(Stored items from a collection)
====================
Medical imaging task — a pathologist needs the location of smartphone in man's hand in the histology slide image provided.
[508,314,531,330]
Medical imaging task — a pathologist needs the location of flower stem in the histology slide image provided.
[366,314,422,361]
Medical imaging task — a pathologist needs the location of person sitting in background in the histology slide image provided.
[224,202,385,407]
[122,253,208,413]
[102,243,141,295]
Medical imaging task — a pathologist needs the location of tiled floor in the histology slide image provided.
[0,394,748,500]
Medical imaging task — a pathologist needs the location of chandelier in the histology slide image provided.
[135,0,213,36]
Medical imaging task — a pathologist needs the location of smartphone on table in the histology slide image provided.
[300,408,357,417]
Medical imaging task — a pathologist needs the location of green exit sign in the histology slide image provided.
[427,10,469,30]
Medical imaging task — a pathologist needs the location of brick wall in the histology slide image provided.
====================
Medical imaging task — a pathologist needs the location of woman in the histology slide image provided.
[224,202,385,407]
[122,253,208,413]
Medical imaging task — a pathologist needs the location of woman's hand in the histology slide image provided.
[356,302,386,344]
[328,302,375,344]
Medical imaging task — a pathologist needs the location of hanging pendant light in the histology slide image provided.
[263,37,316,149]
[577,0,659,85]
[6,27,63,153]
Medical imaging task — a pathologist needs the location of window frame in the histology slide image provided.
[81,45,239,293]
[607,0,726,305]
====================
> Instruction: Swap "chandelier" for "ceiling light" in the stretch from the line containing "background in the histology slide image provided." through the line containing "[427,10,469,30]". Give back only those lines, with nothing else changed.

> Written answer:
Medical imaging task — a pathologist needs the location of person sitting in background in the histology slide image provided.
[224,202,385,407]
[122,253,208,413]
[102,243,141,295]
Medical imaging task — a pathologist needs the location of tiled floor in the histology slide image provided.
[0,394,748,500]
Medical imaging task — a pathologist needs the location of ceiling light in the histology slide image provided.
[135,0,213,36]
Medical imaging task — a pathologist needs the location of smartphone on table in the histology slide image provided.
[300,408,357,417]
Medical imaging task — a pathologist needs the location of green exit sign in the histology slide image provided.
[427,10,469,30]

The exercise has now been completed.